Required work: The full set of entries below is to be returned unchanged.
◆ ◆ ◆ ◆
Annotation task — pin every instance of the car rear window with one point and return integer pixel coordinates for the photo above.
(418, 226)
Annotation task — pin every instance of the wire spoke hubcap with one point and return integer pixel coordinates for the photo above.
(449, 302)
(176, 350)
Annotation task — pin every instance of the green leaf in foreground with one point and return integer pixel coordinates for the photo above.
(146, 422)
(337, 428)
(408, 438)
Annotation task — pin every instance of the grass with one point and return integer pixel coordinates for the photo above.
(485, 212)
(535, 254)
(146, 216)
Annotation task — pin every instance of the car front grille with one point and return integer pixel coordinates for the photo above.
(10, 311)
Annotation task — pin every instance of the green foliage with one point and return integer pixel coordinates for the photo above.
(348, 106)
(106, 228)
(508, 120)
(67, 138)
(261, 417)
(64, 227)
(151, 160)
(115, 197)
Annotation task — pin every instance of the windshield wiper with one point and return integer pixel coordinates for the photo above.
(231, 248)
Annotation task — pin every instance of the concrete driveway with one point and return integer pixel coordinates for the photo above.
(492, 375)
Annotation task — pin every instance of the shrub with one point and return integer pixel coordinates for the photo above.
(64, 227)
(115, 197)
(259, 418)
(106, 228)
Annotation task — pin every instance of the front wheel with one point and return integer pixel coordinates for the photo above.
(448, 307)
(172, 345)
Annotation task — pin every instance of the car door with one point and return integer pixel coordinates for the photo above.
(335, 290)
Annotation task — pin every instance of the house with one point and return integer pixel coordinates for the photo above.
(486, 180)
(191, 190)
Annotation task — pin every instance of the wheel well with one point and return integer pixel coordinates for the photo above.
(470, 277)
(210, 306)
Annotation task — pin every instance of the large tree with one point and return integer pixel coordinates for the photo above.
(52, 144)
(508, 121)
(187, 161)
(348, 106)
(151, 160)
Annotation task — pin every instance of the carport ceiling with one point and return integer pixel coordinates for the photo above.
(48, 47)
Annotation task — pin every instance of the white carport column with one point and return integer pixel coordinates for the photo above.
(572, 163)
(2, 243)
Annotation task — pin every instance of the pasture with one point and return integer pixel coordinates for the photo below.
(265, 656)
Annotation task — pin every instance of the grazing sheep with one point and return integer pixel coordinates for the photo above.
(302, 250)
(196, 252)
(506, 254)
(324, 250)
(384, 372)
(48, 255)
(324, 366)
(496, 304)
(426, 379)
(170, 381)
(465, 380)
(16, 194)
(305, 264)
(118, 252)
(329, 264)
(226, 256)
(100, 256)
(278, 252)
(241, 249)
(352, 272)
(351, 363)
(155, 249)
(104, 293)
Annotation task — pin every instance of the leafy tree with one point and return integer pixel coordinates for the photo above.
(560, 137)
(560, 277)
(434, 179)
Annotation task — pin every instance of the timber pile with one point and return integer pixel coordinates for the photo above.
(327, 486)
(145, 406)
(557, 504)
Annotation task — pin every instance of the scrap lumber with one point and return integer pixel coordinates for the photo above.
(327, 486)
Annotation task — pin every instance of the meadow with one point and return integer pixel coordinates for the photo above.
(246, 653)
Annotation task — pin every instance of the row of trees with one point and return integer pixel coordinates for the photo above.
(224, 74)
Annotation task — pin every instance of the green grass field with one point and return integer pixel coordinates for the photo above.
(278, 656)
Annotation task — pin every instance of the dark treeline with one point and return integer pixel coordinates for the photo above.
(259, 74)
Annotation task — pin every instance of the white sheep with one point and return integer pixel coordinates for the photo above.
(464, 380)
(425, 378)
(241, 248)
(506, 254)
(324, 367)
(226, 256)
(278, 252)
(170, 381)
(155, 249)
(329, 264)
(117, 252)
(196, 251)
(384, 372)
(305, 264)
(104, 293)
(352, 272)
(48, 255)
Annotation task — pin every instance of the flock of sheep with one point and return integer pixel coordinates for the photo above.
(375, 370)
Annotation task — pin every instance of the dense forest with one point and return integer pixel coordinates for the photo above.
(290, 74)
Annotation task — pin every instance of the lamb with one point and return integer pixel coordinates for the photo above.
◆ ◆ ◆ ◆
Response area:
Annotation task — pin every instance of the car rear window with one point and return integer pixel coordinates for the photo above.
(418, 226)
Annotation task — pin every instance of the wire spoke hubcap with one point and return integer pixel coordinates for the photo above.
(449, 302)
(176, 350)
Annotation task — pin every instance of the green leaf in foreground with one point and return integer pixel coordinates for the photo above.
(146, 422)
(337, 428)
(408, 438)
Annotation task — pin every instance of the grass with one point and return integer pixel coordinates for the photo above.
(485, 212)
(535, 254)
(146, 216)
Annotation task — pin every instance of the car front grille with one point and return integer pixel coordinates for the photo above.
(10, 311)
Annotation task — pin every instance of the green foliage with one point and return integer pixel coordinates for the photo above.
(348, 106)
(106, 228)
(508, 120)
(67, 138)
(261, 417)
(64, 227)
(151, 160)
(115, 197)
Annotation task — pin every instance of the windshield wiper with one point and return integer pixel coordinates for the photo above.
(231, 248)
Annotation task — pin every instance of the concrete driveway with one point and return integer pixel coordinates for the photo above.
(492, 375)
Annotation task — pin every instance of the shrub with one point and return integer pixel coordinates for the photo above.
(64, 227)
(115, 197)
(259, 418)
(106, 228)
Annotation task — pin every instance of the front wheel with one point and return integer pixel coordinates for the photo above.
(448, 307)
(172, 345)
Annotation task — pin every instance of the car door with one point and return integer pixel coordinates for the photo above.
(335, 290)
Annotation task — pin every instance of the house with one point and return integer pixel coordinates for the photo above.
(486, 180)
(191, 190)
Annotation task — pin every instance of the wheel well with one point and return integer pixel coordinates for the photo above.
(470, 277)
(210, 306)
Annotation task — pin every instance of the large tree with one point and return integer pixel coordinates for the photo above.
(52, 144)
(508, 121)
(187, 161)
(348, 106)
(151, 160)
Annotation task — pin every instance of the carport ceiling with one point and return integer pixel coordinates for the photo above.
(48, 47)
Annotation task — pin every instance of the white carport column with one point and return integer pixel coordinates for the photo above.
(572, 163)
(2, 243)
Annotation task — pin every instance of the pasture with one point and return integer pixel coordinates for the photo below.
(265, 656)
Annotation task — pin every instance of the grazing sheep with one point and return integer pixel coordinates for the photo above.
(302, 250)
(196, 252)
(506, 254)
(324, 250)
(384, 372)
(48, 255)
(324, 366)
(496, 304)
(426, 379)
(170, 381)
(465, 380)
(16, 194)
(305, 264)
(118, 252)
(329, 264)
(226, 256)
(100, 256)
(278, 252)
(241, 249)
(352, 272)
(351, 363)
(155, 249)
(104, 293)
Annotation task — pin every instance of the leafy tree with one point and return integer pixel coordinates for the photo above.
(560, 137)
(560, 277)
(434, 179)
Annotation task — pin every instance of the timber pile with one point and return integer pixel coordinates for the photo above.
(327, 486)
(145, 406)
(557, 504)
Annotation task — pin every instance of the scrap lumber with one point and return integer pixel coordinates for the photo above.
(327, 486)
Annotation task — pin every instance of the meadow with one point and return integer pixel coordinates for the photo above.
(246, 653)
Annotation task — pin every instance of the row of trees with one point and return integer pixel coordinates for the photo above.
(224, 74)
Annotation task — pin every instance of the green grass field with one point and return integer pixel coordinates for the photo above.
(278, 656)
Annotation task — pin every instance of the dark treeline with one point and return integer pixel coordinates for the photo above.
(259, 74)
Annotation task — pin every instance of the white sheep with one point and return integer pixel coordinates for the photo above.
(464, 380)
(425, 378)
(241, 248)
(506, 254)
(324, 367)
(226, 256)
(278, 252)
(170, 381)
(155, 249)
(329, 264)
(117, 252)
(196, 251)
(384, 372)
(305, 264)
(104, 293)
(352, 272)
(48, 255)
Annotation task — pin every instance of the flock of sheep with one point and return integer pixel coordinates for the photo above.
(375, 370)
Annotation task — pin every instance of the dense forest with one point and return integer pixel coordinates for the photo above.
(290, 74)
Annotation task — pin every instance of the lamb with one point and return integer pixel coordinates for the photo above.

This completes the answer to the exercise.